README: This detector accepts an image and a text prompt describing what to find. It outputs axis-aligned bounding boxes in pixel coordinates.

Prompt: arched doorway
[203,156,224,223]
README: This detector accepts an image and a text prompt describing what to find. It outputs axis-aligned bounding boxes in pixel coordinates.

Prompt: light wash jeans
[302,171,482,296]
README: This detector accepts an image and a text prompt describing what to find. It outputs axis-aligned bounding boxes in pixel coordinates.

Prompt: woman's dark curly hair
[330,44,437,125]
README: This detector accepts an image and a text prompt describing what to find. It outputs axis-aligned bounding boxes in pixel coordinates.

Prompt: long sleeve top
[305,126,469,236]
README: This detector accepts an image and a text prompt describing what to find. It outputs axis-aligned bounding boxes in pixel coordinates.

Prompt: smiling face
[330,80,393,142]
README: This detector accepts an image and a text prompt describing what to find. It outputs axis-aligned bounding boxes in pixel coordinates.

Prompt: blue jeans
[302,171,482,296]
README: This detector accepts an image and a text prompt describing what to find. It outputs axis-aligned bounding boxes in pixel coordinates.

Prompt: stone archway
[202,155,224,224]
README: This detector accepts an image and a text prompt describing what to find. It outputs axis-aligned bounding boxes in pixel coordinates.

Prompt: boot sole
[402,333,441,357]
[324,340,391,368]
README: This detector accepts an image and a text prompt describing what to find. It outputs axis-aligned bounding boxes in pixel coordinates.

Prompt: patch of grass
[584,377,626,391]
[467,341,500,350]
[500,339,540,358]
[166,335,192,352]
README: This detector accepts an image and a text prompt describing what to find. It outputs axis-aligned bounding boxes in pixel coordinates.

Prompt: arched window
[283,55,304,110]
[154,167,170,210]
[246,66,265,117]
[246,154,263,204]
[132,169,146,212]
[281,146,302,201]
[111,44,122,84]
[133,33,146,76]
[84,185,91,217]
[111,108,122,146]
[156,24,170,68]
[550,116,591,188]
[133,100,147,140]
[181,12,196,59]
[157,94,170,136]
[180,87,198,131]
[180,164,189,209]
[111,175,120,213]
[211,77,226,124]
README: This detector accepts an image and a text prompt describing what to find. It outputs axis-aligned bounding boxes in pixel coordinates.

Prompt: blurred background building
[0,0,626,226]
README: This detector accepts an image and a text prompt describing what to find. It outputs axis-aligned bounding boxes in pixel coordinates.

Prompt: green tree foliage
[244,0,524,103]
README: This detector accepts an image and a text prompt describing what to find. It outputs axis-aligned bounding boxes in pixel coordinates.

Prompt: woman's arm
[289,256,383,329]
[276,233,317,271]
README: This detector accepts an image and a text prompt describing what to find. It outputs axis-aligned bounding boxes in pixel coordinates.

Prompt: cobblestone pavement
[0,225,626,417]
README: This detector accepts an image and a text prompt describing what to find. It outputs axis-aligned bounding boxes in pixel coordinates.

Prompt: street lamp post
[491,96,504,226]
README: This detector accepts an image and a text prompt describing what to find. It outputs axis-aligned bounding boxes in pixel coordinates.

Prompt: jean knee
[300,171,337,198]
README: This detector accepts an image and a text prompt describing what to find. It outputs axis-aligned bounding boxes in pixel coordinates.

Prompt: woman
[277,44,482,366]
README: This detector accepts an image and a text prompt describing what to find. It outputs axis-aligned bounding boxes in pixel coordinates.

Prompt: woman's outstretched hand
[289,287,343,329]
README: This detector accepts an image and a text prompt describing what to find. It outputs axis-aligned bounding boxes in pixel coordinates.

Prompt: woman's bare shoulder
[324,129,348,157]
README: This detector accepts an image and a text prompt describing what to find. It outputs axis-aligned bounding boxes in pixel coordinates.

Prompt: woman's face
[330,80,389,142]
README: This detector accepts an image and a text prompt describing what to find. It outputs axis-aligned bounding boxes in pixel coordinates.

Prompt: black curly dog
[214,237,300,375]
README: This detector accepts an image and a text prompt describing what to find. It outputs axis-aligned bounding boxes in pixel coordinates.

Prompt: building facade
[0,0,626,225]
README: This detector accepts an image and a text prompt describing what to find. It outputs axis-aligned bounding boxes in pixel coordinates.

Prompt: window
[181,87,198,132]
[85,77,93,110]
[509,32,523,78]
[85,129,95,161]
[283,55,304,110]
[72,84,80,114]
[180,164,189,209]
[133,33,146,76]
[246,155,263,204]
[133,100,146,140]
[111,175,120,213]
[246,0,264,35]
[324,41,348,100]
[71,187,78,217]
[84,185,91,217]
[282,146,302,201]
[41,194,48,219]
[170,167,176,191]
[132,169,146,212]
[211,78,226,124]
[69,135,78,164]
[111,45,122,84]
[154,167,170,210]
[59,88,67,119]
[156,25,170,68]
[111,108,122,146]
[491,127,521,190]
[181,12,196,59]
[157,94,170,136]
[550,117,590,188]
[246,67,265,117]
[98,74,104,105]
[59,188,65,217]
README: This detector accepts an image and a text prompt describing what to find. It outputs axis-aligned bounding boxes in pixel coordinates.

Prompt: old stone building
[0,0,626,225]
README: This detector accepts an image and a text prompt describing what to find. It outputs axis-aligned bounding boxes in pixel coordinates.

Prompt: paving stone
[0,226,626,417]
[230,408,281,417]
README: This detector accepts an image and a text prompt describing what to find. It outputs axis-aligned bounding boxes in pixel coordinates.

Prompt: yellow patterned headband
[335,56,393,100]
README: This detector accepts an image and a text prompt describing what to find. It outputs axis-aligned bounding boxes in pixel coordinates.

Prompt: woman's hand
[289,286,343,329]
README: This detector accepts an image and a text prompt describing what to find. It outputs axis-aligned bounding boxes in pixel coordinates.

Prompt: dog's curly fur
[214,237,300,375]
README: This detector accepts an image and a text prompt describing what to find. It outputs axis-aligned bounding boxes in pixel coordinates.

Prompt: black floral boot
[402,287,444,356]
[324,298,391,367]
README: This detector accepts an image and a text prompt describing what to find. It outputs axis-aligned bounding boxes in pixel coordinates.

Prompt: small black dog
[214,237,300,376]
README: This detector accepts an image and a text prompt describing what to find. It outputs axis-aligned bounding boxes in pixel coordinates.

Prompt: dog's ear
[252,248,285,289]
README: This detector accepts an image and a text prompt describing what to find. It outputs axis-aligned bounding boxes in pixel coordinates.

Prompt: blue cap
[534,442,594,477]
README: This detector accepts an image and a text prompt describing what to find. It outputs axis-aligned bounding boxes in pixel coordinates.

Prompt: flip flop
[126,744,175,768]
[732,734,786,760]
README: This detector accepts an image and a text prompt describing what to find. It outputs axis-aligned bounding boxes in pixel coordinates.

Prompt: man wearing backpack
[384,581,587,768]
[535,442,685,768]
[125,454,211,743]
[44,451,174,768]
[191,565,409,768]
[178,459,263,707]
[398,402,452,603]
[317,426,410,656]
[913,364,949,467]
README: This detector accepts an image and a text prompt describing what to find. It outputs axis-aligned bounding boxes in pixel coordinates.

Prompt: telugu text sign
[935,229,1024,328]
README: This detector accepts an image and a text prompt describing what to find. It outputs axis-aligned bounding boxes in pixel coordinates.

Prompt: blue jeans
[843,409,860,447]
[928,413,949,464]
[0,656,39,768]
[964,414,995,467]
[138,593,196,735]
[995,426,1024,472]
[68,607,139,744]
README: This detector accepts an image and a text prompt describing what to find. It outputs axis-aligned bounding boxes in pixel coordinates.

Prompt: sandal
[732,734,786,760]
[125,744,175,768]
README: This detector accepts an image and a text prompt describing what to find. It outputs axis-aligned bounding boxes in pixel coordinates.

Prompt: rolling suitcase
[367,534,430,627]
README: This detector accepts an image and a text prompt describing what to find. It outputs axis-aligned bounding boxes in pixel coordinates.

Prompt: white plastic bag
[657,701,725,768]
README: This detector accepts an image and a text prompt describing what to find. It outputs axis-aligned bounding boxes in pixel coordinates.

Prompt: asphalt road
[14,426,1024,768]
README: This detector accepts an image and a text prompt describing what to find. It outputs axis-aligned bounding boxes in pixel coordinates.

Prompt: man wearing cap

* * *

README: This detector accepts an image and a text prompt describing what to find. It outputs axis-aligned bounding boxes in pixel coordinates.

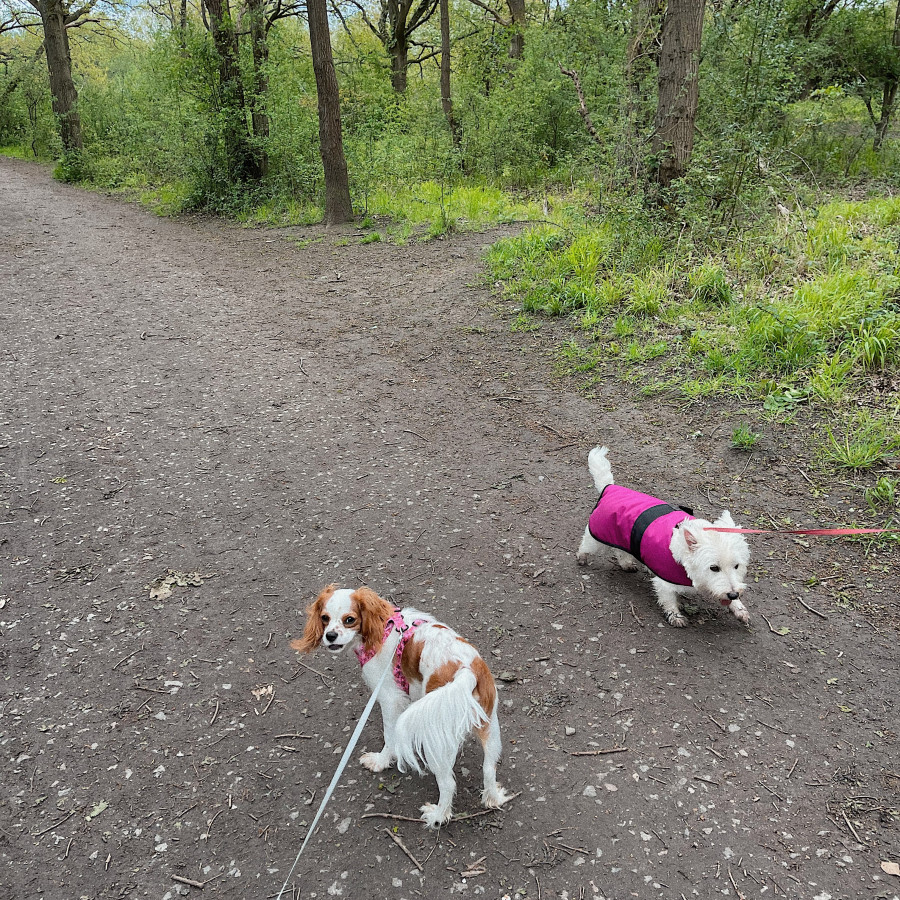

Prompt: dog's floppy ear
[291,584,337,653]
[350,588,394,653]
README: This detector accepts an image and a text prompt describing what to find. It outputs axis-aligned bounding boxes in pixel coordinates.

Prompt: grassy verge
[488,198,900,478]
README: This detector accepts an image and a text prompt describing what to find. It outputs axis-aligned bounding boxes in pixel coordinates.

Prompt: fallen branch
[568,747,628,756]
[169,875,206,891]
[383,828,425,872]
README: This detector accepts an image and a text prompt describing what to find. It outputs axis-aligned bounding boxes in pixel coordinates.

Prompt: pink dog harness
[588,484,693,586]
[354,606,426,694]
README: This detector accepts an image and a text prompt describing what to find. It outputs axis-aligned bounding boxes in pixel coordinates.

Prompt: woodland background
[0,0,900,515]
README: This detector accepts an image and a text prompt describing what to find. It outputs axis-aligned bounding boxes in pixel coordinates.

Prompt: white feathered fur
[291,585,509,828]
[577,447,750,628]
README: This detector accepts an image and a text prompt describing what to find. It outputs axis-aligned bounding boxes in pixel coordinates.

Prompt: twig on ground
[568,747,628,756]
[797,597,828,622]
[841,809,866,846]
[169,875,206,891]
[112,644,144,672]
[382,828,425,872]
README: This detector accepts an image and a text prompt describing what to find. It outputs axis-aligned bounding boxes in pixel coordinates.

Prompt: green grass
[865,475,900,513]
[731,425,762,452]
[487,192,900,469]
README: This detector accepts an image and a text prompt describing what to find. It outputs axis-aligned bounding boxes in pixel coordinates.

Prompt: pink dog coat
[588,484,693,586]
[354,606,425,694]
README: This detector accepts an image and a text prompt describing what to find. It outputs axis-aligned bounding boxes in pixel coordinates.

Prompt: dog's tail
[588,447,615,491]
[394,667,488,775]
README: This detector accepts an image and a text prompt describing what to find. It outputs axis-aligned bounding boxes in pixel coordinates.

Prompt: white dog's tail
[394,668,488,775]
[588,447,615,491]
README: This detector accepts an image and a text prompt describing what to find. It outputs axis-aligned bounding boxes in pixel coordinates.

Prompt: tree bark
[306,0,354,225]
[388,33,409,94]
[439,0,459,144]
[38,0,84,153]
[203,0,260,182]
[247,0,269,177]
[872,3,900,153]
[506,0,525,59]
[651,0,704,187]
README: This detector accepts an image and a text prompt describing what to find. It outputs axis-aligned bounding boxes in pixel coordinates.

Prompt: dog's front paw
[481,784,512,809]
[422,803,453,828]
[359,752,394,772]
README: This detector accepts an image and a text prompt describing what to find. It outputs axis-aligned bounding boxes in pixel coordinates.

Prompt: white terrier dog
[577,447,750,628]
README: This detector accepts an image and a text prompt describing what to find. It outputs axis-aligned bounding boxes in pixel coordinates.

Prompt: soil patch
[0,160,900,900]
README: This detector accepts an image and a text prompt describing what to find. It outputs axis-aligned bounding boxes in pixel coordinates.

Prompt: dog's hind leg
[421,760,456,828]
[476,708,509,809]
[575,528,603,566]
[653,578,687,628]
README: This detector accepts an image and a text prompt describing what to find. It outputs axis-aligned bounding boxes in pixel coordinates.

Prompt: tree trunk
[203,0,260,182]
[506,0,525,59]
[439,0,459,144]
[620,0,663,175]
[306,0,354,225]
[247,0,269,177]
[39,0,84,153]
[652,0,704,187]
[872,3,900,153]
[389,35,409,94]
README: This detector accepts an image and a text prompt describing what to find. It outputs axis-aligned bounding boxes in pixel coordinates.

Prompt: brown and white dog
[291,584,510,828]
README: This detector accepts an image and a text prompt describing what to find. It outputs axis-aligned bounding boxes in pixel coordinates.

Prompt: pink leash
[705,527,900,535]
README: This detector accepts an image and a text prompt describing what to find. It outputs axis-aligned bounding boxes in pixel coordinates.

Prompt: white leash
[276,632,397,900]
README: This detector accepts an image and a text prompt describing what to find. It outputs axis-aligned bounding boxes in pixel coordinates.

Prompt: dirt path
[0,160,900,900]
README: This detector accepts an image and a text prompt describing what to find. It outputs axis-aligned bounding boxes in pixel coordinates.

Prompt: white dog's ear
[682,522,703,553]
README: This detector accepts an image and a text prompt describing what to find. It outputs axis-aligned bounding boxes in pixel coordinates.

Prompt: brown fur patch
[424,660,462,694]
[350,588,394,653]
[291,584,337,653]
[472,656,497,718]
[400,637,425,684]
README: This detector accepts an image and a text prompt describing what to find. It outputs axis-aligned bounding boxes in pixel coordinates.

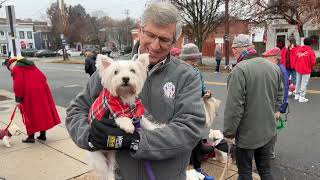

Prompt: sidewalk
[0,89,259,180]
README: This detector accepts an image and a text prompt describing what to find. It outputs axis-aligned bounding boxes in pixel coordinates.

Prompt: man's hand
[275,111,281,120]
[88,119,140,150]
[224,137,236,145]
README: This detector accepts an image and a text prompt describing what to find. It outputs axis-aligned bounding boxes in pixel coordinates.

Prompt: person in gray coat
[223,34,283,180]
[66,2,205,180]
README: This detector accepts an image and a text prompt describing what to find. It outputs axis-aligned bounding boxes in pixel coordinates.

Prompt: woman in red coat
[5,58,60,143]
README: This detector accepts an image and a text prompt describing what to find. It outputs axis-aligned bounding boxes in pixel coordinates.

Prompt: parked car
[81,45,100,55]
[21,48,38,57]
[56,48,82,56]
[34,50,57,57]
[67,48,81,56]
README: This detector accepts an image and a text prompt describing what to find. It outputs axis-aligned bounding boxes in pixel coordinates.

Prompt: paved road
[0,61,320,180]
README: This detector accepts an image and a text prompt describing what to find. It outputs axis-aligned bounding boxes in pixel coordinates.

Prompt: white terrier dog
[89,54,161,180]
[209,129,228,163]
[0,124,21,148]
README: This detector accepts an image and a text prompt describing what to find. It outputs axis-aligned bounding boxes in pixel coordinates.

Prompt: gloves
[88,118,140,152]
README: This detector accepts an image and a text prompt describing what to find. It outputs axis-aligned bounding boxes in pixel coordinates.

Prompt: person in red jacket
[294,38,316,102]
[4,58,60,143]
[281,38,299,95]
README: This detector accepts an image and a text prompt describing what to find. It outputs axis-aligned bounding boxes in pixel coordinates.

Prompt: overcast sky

* * *

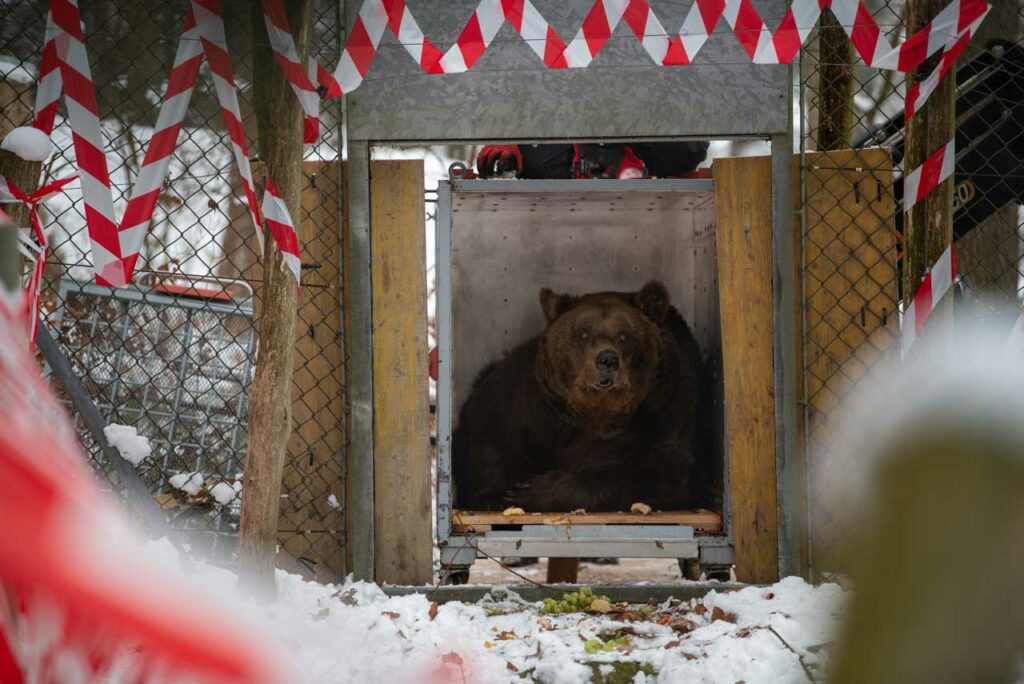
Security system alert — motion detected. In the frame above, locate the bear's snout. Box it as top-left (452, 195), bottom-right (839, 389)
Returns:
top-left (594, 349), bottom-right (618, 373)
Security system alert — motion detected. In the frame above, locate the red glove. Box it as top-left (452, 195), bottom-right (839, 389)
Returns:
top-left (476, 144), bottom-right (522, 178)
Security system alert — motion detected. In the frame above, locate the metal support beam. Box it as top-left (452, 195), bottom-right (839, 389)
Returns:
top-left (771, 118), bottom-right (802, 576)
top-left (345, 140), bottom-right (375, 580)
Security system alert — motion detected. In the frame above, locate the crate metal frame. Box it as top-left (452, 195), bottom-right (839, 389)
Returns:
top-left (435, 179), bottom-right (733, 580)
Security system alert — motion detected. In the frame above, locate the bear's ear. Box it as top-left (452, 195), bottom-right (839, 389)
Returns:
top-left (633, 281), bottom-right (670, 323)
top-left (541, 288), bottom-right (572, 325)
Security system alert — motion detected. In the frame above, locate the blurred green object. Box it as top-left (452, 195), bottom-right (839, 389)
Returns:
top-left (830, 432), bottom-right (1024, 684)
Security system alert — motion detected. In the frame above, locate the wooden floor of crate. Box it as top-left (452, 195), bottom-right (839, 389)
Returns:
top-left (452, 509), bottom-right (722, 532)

* * *

__Given instruction__:
Return every line of the entries above that contains the word "road".

__Task answer__:
Prompt: asphalt road
Prompt: paved road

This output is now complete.